* _The problem_: Render every row below as a numbered list, leaving out any blank lines.

Point-based annotation data:
· · · ·

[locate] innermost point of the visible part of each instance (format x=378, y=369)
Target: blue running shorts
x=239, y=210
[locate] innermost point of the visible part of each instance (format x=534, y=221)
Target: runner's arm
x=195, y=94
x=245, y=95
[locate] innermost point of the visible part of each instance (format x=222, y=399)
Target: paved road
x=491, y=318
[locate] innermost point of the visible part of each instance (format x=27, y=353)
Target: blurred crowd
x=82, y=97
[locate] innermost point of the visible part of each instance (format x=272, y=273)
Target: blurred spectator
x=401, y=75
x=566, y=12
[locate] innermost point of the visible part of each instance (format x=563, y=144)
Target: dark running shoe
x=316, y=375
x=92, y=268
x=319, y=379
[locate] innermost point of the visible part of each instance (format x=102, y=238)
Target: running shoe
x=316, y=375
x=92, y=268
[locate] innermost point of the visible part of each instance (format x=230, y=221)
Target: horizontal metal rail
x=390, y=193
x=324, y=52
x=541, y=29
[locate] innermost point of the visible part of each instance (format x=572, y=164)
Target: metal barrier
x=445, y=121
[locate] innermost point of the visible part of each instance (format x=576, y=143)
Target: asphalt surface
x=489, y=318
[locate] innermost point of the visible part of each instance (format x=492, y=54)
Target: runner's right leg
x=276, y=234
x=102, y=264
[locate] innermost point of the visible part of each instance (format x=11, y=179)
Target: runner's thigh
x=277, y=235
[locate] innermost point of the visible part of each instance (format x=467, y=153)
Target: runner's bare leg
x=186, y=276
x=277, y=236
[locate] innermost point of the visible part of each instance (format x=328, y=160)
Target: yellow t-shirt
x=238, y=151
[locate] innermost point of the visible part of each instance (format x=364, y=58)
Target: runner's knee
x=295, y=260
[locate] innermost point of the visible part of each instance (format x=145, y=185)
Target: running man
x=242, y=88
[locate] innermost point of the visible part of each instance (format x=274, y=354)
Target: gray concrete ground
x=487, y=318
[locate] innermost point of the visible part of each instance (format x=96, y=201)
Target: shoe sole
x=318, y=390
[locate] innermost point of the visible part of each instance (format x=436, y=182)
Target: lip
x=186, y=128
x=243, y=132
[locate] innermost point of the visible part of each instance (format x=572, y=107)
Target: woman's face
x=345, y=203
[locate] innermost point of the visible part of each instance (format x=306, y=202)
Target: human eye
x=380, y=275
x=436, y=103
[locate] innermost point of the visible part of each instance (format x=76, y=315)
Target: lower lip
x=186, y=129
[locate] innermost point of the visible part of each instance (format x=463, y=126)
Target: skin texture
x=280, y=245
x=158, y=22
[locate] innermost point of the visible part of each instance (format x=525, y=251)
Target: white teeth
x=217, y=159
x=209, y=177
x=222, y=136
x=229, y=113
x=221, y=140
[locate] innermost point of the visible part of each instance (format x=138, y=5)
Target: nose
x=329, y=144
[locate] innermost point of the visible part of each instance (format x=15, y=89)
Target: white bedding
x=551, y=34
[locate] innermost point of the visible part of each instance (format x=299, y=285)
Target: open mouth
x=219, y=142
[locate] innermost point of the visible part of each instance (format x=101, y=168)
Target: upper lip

· · · ·

* _Written response_:
1. [locate] innermost point of the visible part of each instance (format x=378, y=369)
2. Target: blue running shorts
3. x=239, y=210
4. [locate] innermost point of the visible part of each instance (format x=534, y=221)
5. Target: runner's arm
6. x=195, y=94
7. x=245, y=95
8. [locate] innermost point of the visible part of each instance (format x=222, y=399)
9. Target: paved road
10. x=491, y=318
11. [locate] innermost point of the visible part of each instance (format x=27, y=353)
12. Target: blurred crowd
13. x=82, y=97
14. [locate] innermost point of the visible part of each instance (format x=272, y=273)
15. Target: blurred spectator
16. x=401, y=75
17. x=566, y=12
18. [locate] innermost point of the visible part of each instance (format x=563, y=144)
19. Target: dark running shoe
20. x=316, y=375
21. x=92, y=268
22. x=319, y=379
23. [locate] innermost point of the visible part of each instance (format x=102, y=238)
24. Target: running shoe
25. x=316, y=375
26. x=92, y=268
27. [locate] innermost point of the visible part of each instance (format x=230, y=221)
28. Target: horizontal metal rail
29. x=390, y=193
30. x=324, y=52
31. x=541, y=29
32. [locate] innermost point of the visible part of each instance (format x=572, y=164)
33. Target: metal barrier
34. x=445, y=121
35. [locate] innermost point of the visible part of each instance (format x=576, y=143)
36. Target: asphalt surface
37. x=489, y=318
38. [locate] innermost point of the visible part of each instance (format x=492, y=54)
39. Target: runner's right leg
40. x=276, y=234
41. x=102, y=264
42. [locate] innermost point of the visible part of each instance (format x=11, y=179)
43. Target: runner's thigh
44. x=277, y=235
45. [locate] innermost point of the visible part of each instance (format x=467, y=153)
46. Target: runner's bare leg
47. x=186, y=276
48. x=277, y=236
49. [locate] innermost point of the visible part of each instance (format x=328, y=160)
50. Target: yellow t-shirt
51. x=238, y=151
52. [locate] innermost point of the visible part of each instance (format x=364, y=58)
53. Target: runner's knee
54. x=295, y=260
55. [locate] innermost point of the visible part of each instance (format x=145, y=185)
56. Target: running man
57. x=242, y=88
58. [locate] innermost point of the visible part of each instance (format x=274, y=354)
59. Target: gray concrete ground
60. x=487, y=318
61. [locate] innermost point of the visible part of each instance (format x=96, y=201)
62. Target: shoe sole
63. x=318, y=390
64. [locate] innermost point of the visible part of each instance (format x=436, y=182)
65. Target: lip
66. x=186, y=128
67. x=243, y=132
68. [locate] innermost point of the visible part of each instance (format x=572, y=107)
69. Target: woman's face
70. x=345, y=203
71. [locate] innermost point of the visible part of each instance (format x=306, y=202)
72. Target: human eye
73. x=380, y=275
74. x=436, y=103
75. [locate] innermost point of the visible part of each instance (format x=76, y=315)
76. Target: lower lip
77. x=186, y=129
78. [locate] innermost point of the visible part of each instance (format x=463, y=126)
79. Target: skin texture
80. x=280, y=245
81. x=158, y=22
82. [locate] innermost point of the visible part of each instance (format x=525, y=251)
83. Target: white teeth
84. x=217, y=159
85. x=209, y=177
86. x=222, y=136
87. x=229, y=113
88. x=221, y=140
89. [locate] innermost point of the visible part of each instance (format x=138, y=5)
90. Target: nose
91. x=329, y=144
92. [locate] innermost point of the visible part of each instance (format x=15, y=89)
93. Target: white bedding
94. x=551, y=34
95. [locate] innermost point of the visible part of each instance (format x=299, y=285)
96. Target: open mouth
97. x=219, y=142
98. [locate] innermost point of the visible part of each instance (format x=101, y=168)
99. Target: upper lip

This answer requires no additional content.